BEGIN Supplied records
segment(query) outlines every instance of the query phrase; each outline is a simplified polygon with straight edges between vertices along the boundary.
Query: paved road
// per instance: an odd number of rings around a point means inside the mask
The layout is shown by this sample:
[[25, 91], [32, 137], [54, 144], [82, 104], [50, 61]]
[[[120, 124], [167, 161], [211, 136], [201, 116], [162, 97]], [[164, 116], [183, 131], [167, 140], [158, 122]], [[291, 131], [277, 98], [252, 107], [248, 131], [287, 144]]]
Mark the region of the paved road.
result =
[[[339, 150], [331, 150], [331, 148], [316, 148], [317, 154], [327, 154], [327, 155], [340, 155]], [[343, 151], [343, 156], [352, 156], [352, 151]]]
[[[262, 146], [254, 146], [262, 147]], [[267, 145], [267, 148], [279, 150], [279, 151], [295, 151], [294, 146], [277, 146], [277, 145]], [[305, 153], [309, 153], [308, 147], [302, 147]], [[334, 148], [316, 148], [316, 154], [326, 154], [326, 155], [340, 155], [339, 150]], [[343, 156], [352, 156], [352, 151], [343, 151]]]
END Supplied records
--- What you are asked to do ---
Render the entries above as a JSON array of strings, one string per line and blank lines omitted, starting at the first line and ending with the line containing "156], [352, 151]]]", inclusive.

--- Full output ---
[
  "segment(query) outlines every instance of the query phrase; each outline is a simplified polygon with straight edges between vertices along the boundary.",
  "Query: paved road",
  "// per instance: an odd number of rings around a point means inside the mask",
  "The layout is shown by this sample:",
  "[[25, 91], [32, 137], [54, 144], [82, 104], [50, 61]]",
  "[[[120, 124], [167, 161], [211, 136], [201, 116], [162, 97]], [[164, 116], [183, 131], [167, 140], [158, 122]], [[291, 131], [277, 98], [252, 107], [248, 131], [287, 144]]]",
  "Mark the region of the paved road.",
  "result =",
  "[[[339, 150], [331, 150], [331, 148], [316, 148], [317, 154], [327, 154], [327, 155], [340, 155]], [[343, 151], [343, 156], [352, 156], [352, 151]]]"
]